[start of PROVIDED INFORMATION]
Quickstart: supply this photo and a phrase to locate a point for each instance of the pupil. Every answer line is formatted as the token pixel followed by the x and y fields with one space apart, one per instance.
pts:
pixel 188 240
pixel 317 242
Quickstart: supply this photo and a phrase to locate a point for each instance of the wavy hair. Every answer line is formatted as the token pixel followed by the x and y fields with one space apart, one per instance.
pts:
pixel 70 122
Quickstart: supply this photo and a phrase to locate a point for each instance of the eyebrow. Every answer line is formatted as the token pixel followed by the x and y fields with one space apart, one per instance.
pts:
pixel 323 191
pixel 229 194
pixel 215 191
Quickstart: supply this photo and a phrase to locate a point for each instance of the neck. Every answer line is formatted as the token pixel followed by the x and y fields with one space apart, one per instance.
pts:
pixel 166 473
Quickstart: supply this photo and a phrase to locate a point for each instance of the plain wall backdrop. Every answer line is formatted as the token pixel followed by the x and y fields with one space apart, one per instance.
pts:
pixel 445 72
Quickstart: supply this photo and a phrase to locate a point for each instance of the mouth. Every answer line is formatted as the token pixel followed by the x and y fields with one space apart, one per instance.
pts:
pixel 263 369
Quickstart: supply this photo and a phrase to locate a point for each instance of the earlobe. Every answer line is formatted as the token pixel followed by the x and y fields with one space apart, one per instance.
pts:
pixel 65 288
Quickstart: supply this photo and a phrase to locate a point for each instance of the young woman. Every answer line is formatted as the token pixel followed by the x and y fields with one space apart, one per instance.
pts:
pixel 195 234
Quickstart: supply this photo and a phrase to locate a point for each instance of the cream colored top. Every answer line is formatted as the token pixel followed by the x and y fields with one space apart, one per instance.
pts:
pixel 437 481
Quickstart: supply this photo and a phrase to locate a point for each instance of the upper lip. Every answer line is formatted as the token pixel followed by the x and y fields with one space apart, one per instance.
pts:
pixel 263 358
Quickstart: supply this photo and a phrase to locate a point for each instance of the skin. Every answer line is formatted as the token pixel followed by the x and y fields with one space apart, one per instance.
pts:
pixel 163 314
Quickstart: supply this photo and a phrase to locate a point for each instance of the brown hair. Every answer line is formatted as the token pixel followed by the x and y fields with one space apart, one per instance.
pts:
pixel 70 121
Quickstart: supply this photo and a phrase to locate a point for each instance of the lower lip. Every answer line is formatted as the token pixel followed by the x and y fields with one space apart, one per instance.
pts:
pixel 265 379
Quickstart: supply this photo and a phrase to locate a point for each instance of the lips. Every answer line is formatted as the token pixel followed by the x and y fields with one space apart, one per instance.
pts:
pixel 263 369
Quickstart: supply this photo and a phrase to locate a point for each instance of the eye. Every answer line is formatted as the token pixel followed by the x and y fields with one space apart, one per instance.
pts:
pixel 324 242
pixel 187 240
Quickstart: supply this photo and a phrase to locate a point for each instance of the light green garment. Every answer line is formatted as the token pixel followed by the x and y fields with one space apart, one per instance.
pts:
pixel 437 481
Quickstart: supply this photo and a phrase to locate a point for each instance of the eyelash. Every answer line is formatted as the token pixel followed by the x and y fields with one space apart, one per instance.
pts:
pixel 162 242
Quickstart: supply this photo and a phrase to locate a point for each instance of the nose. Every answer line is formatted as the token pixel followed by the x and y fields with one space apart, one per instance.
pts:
[end of PROVIDED INFORMATION]
» **TASK DESCRIPTION**
Quote each line above in full, word for word.

» **RESPONSE**
Quickstart: supply this photo and a phrase to locate a point for each instance of the pupil. Every answer line is formatted as the token pixel followed by the x and y fields with one space apart, one per instance.
pts:
pixel 188 240
pixel 317 242
Quickstart: supply this photo and a phrase to locate a point for each instance of the wavy hair. Every answer line is formatted as the token pixel followed by the x and y fields with one space apart, one per instance.
pts:
pixel 70 122
Quickstart: supply this photo and a phrase to locate a point for each instance of the eyebrow. Every answer line is formatted as the token pixel followed by the x and y fields with one space apart, one per instance.
pts:
pixel 323 191
pixel 229 194
pixel 215 191
Quickstart: supply this photo and a phrase to locate a point for each instance of the neck. Every answer line is formatted as the token pixel followed by the x and y fields with one space apart, one per instance.
pts:
pixel 166 473
Quickstart: supply this photo and a phrase to locate a point for each instance of the plain wall backdrop. Every answer line is formatted as the token pixel followed by the x and y fields with one space apart, one per instance.
pts:
pixel 445 72
Quickstart: supply this photo and a phrase to locate a point for each instance of the mouth. Every answer line is formatted as the token pixel followed by the x and y fields with one space apart, one per instance.
pts:
pixel 263 369
Quickstart: supply this photo and a phrase to locate a point for each instance of the earlobe. Every answer line is formatted as the token pixel followed by the x and y fields with one space apart, one per instance.
pts:
pixel 65 288
Quickstart: supply this photo and a phrase to locate a point for each instance of the young woman. Every answer line is formatted as the token pixel followed by the x and y fields with one space apart, one per instance.
pts:
pixel 195 234
Quickstart: supply this photo and a phrase to locate a point for each instance of the cream colored top. Every answer line is formatted as the token pixel followed by the x and y fields with one space apart, one per instance.
pts:
pixel 437 481
Quickstart: supply this photo and a phrase to locate a point for each instance of the upper lip. Every answer line is formatted as the token pixel followed by the x and y fields with one space apart, one per instance.
pts:
pixel 263 358
Quickstart: supply this photo and a phrase to locate a point for each instance of the skin. Every answer line is formatted as the token pixel followed by the x and y fields with one space apart, one per instance.
pts:
pixel 163 314
Quickstart: supply this photo and a phrase to locate a point for each instance of the brown hair. Every answer line is formatted as the token pixel followed by the x and y fields with one space apart, one per instance.
pts:
pixel 70 121
Quickstart: supply this photo and a phrase to locate a point for each instance of the lower lip. Every answer line is formatted as the token pixel followed by the x and y fields with one space apart, one per instance.
pts:
pixel 265 379
Quickstart: supply this photo and a phrase to locate a point for each instance of the lips. Every answer line is formatted as the token pixel followed by the x and y fields with one space apart, one per instance.
pts:
pixel 263 369
Quickstart: supply this photo and a phrase to locate a point for each instance of the eye. Every answer line is formatted as the token pixel followed by the x and y fields with one space apart, one per instance.
pts:
pixel 324 242
pixel 187 240
Quickstart: supply this photo and a phrase to locate a point for each instance of the light green garment. Every answer line is formatted as the token pixel followed by the x and y fields with one space apart, one per instance.
pts:
pixel 437 481
Quickstart: supply this photo and a phrase to locate a point for each instance of the eyelash. Every answer line is formatted as the token pixel followed by the x and y fields with one space apart, one per instance.
pts:
pixel 162 242
Quickstart: supply this photo and a phrase to locate a point for each instance of the nose. Every answer line is formatted as the token pixel followed by the x and y fields with one space apart, one per instance.
pts:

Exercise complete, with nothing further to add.